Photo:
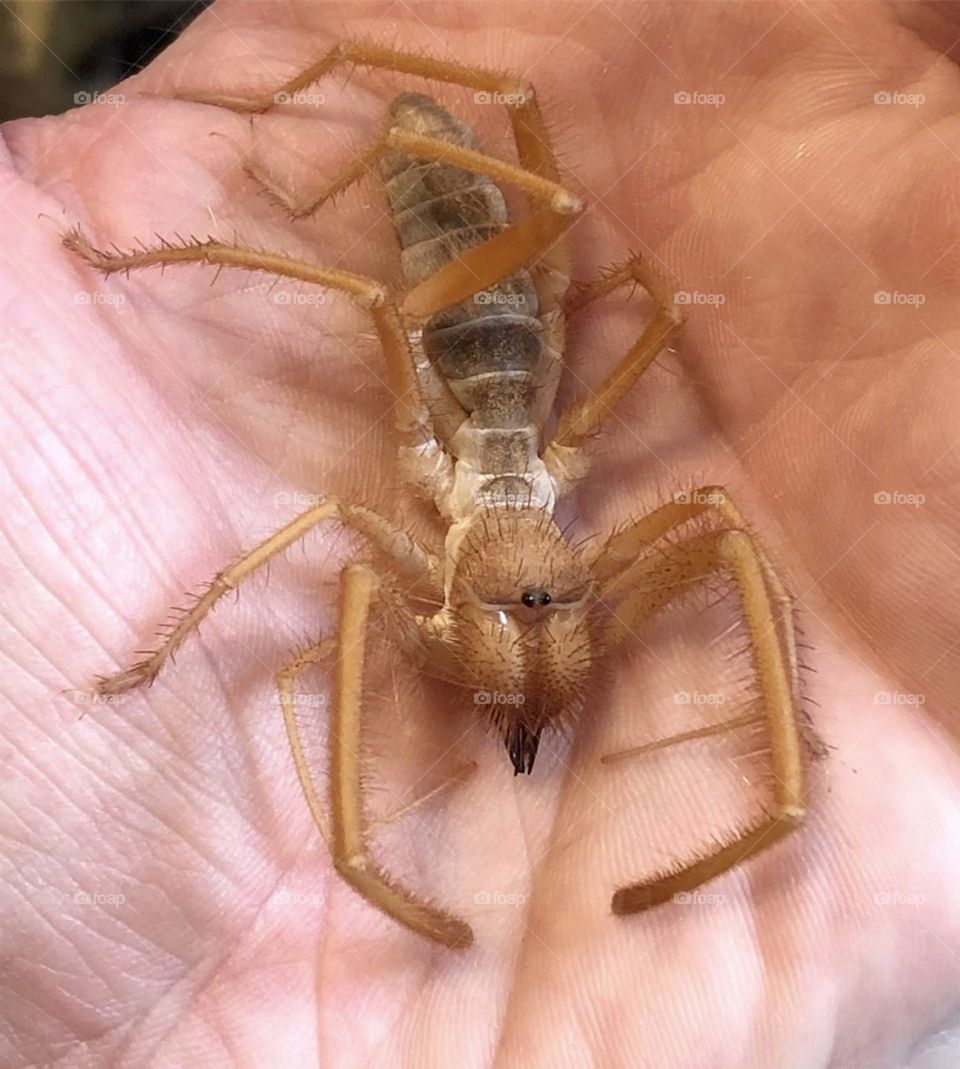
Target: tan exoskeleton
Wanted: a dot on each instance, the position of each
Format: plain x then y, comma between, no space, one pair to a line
474,349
• • • •
-- Task prompt --
Rewrite the listing above with "exoskeleton" swapped for "shell" and every other word kept the same. Omit the pictures from your answer.

-- Answer to this problem --
Photo:
Target: tan shell
Wanted: a dot on each instance, the position of each
Format: plain x then y, comma between, no space, one pair to a line
474,349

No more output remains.